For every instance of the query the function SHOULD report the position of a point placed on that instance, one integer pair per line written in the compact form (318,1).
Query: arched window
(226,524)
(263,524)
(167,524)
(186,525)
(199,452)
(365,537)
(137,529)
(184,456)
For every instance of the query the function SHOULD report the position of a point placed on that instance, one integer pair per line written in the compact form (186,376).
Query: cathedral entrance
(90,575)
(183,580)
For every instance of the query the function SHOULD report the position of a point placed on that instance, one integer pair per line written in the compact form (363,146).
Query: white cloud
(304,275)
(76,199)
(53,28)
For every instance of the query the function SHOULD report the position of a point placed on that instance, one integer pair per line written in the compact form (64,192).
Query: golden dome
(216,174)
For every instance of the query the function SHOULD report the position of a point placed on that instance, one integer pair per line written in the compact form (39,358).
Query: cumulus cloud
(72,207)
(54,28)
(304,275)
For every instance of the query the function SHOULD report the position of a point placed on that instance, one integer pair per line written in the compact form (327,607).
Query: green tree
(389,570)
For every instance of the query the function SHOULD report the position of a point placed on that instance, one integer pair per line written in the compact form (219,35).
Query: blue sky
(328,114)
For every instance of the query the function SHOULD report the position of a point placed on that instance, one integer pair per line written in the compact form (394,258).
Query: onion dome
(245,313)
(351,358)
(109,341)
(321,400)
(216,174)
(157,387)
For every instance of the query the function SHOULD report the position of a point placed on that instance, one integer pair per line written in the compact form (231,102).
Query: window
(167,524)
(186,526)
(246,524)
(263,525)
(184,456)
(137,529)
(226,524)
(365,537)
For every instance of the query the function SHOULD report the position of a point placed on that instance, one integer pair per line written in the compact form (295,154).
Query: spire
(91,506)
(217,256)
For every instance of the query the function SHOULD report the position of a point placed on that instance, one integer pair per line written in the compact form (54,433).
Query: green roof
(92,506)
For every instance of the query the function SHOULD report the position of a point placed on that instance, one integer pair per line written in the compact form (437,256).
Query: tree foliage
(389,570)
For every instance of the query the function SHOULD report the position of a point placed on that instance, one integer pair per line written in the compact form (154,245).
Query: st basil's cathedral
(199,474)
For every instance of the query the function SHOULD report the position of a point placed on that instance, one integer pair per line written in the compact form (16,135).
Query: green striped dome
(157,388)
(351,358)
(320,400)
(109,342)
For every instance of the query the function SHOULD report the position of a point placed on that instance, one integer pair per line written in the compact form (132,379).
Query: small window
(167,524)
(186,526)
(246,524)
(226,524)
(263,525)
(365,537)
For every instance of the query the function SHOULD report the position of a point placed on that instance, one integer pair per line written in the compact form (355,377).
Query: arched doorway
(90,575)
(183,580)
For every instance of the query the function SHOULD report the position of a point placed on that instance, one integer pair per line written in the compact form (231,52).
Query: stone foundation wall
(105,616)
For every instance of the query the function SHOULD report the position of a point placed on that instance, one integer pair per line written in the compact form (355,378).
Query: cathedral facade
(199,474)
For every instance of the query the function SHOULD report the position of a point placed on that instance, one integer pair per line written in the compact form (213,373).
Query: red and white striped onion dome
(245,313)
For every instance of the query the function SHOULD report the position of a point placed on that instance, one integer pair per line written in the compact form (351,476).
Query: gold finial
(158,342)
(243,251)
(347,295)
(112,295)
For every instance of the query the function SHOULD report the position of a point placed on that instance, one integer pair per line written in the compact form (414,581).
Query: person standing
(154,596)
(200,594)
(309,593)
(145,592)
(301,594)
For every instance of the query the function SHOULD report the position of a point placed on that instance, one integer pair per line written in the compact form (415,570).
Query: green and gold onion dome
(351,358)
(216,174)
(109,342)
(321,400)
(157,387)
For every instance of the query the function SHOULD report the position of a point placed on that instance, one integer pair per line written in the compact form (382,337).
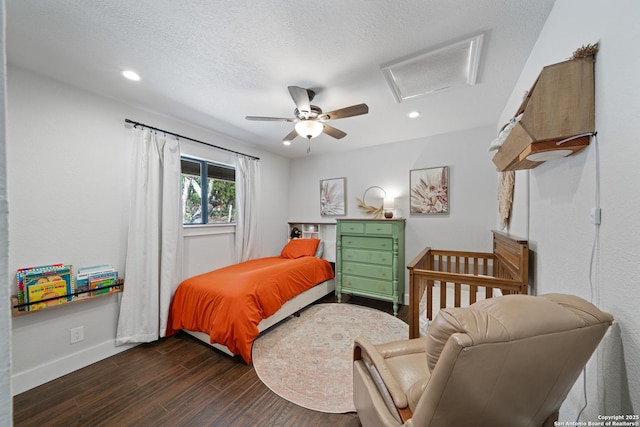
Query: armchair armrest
(375,355)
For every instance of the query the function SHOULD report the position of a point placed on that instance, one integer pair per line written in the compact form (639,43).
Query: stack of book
(44,286)
(96,280)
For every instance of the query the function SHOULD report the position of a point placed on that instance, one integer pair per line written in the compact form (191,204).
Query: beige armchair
(506,361)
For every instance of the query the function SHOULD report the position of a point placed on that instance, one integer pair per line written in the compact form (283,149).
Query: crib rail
(460,276)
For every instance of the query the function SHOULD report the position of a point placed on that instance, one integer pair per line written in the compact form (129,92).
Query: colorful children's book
(45,293)
(103,284)
(36,277)
(85,274)
(21,275)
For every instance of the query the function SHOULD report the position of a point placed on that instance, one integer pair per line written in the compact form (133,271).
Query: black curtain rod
(190,139)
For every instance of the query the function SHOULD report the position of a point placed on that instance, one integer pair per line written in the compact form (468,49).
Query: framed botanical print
(429,189)
(332,197)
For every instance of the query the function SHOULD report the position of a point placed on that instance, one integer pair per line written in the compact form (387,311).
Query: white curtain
(153,267)
(247,190)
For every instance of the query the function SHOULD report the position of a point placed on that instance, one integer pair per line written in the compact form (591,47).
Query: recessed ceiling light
(131,75)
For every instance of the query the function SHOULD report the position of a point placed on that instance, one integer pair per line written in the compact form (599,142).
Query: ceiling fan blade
(270,119)
(354,110)
(331,131)
(291,136)
(300,97)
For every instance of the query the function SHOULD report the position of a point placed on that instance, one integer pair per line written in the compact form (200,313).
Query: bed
(229,307)
(463,277)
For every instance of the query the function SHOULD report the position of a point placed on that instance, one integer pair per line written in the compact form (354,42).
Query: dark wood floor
(176,381)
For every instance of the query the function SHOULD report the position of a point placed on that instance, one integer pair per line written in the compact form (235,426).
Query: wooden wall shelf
(20,311)
(560,106)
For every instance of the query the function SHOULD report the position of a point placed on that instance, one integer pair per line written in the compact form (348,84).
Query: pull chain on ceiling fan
(309,119)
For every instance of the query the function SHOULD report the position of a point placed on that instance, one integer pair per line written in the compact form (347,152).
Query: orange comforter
(229,303)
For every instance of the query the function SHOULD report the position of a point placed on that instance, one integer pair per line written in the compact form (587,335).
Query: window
(213,203)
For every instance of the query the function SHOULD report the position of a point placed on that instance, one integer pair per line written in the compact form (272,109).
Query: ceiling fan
(309,119)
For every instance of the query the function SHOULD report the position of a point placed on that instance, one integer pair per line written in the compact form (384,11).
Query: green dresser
(370,259)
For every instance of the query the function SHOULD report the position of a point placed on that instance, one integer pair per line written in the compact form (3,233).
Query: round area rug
(308,360)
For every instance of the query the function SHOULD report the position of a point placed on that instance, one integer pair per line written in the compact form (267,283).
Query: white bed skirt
(289,308)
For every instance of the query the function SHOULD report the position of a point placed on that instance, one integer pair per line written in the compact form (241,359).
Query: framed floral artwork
(429,189)
(332,197)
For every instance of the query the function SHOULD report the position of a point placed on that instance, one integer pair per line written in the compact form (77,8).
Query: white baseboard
(26,380)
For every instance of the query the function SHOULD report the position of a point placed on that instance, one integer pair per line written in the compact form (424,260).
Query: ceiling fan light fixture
(309,128)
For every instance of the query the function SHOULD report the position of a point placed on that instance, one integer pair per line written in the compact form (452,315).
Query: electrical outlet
(595,216)
(76,334)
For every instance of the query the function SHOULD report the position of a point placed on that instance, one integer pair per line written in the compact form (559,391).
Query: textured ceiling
(214,62)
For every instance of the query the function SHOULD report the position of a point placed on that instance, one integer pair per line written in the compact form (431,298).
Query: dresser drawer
(351,227)
(373,257)
(378,228)
(368,270)
(377,243)
(367,285)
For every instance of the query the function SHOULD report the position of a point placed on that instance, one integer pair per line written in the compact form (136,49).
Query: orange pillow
(297,248)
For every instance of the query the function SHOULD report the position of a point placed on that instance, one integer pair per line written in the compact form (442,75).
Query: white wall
(68,170)
(562,192)
(473,187)
(6,407)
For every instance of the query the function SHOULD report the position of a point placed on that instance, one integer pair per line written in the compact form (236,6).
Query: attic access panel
(440,69)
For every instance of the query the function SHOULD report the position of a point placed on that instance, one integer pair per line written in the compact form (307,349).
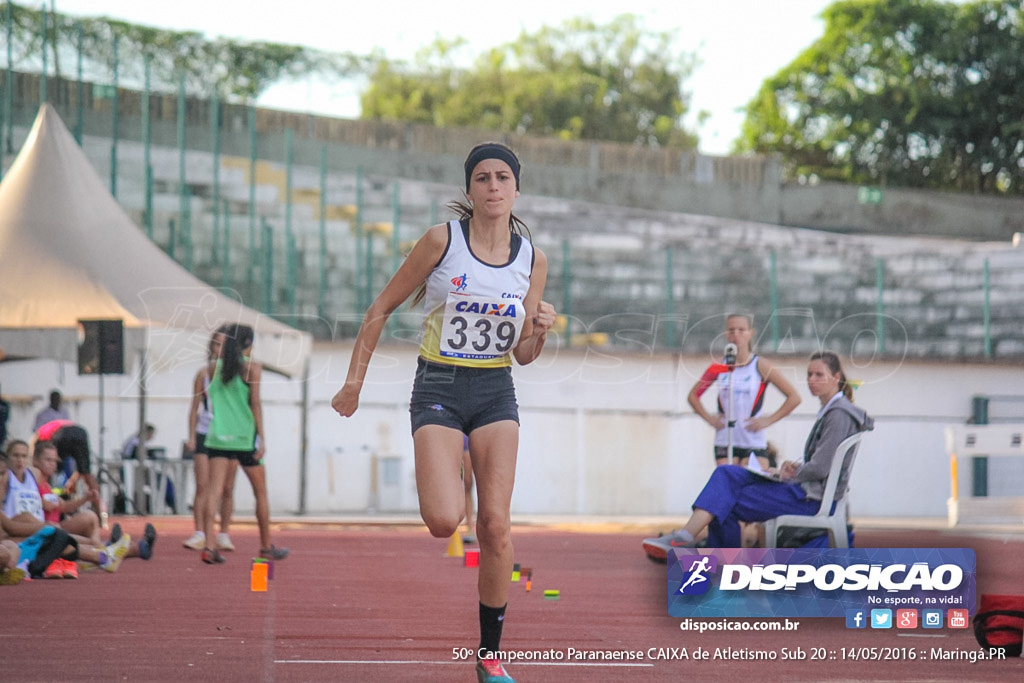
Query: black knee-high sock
(492,620)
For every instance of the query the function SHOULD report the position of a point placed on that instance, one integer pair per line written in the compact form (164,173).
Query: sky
(739,43)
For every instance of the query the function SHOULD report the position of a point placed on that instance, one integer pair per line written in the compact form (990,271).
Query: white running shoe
(117,552)
(224,542)
(196,542)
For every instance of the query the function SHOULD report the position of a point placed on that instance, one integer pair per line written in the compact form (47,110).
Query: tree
(915,93)
(580,81)
(236,71)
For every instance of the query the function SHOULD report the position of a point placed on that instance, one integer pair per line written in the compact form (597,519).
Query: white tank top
(23,497)
(475,309)
(748,397)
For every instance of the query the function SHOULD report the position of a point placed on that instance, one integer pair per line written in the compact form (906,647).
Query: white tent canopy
(68,252)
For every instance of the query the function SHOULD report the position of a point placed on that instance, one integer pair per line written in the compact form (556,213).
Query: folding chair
(835,522)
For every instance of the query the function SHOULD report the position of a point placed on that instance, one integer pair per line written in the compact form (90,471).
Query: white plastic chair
(836,522)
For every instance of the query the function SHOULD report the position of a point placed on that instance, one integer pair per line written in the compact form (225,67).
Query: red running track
(382,603)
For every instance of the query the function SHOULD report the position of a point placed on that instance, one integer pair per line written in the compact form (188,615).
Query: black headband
(492,152)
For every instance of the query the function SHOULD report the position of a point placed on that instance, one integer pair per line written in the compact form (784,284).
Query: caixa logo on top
(785,582)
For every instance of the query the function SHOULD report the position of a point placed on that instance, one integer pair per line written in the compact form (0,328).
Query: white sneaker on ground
(196,542)
(117,552)
(224,542)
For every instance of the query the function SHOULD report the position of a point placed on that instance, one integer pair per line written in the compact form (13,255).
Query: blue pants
(733,495)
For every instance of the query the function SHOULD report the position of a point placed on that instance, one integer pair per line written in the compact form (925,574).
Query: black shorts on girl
(245,458)
(460,397)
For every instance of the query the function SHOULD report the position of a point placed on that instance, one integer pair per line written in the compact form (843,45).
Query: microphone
(730,354)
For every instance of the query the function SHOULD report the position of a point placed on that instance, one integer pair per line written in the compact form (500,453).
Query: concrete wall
(602,433)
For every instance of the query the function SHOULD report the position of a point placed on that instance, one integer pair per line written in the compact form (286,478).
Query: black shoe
(212,557)
(273,553)
(147,542)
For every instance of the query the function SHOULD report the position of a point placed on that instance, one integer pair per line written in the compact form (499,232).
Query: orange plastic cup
(257,577)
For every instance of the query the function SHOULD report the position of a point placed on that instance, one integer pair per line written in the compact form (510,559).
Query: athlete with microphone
(742,379)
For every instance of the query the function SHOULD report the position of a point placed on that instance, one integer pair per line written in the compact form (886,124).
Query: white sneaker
(196,542)
(224,542)
(117,552)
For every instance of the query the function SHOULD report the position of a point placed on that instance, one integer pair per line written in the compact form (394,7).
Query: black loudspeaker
(100,347)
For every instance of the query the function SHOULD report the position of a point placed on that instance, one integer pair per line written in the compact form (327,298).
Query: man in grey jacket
(734,494)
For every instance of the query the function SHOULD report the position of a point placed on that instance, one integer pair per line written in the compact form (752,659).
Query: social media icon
(957,619)
(906,619)
(931,619)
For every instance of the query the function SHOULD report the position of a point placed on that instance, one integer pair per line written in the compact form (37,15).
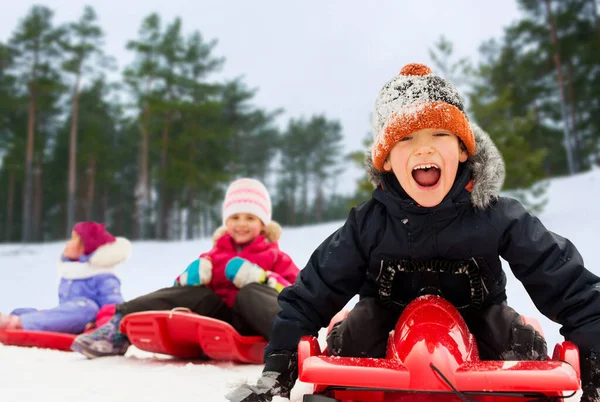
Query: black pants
(498,329)
(253,312)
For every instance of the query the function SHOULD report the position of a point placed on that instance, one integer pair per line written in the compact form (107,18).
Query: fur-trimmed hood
(273,231)
(486,165)
(103,261)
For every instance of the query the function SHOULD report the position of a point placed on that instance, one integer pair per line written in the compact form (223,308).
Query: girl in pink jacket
(238,281)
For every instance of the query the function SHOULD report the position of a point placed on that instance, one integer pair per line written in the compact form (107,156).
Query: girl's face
(74,248)
(244,227)
(425,163)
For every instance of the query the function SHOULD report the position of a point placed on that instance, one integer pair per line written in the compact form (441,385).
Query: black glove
(502,335)
(278,378)
(590,377)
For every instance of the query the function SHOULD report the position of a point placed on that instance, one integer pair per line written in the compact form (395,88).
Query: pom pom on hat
(412,101)
(93,235)
(248,196)
(415,69)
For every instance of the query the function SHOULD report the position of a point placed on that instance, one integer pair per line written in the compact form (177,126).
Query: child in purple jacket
(87,283)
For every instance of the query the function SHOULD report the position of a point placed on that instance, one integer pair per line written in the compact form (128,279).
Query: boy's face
(243,227)
(425,164)
(74,247)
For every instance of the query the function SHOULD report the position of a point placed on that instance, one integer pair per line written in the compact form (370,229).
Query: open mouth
(426,175)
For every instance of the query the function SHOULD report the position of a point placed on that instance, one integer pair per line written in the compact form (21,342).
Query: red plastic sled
(37,339)
(191,336)
(431,355)
(51,340)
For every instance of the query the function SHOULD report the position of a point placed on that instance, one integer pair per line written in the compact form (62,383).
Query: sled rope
(462,396)
(179,309)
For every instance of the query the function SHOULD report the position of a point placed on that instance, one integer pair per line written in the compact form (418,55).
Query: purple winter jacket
(85,286)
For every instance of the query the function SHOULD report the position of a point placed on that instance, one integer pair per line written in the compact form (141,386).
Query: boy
(435,225)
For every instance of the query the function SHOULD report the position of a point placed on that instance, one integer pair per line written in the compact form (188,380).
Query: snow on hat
(93,235)
(415,100)
(247,196)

GOAL — Copy out exactly the lines from the line with "compact form (418,55)." to the end of the listing, including both of those lines, and give nothing else.

RESULT FOR THIS EXERCISE —
For every instance of the query the function SHOULD report the position of a point placed on that instance, one integer pair per line written in the compact form (418,55).
Query: purple winter jacket
(85,286)
For every instance of the query the function SHOULD report the position of a point placed on that instance, one integer pair per line written in the compact form (141,386).
Query: boy
(435,225)
For every instance of the query the function SHOULD report the position of a point placed on that instance, one integer pair per line written in the compact form (188,380).
Query: snow on hat
(93,235)
(415,100)
(247,196)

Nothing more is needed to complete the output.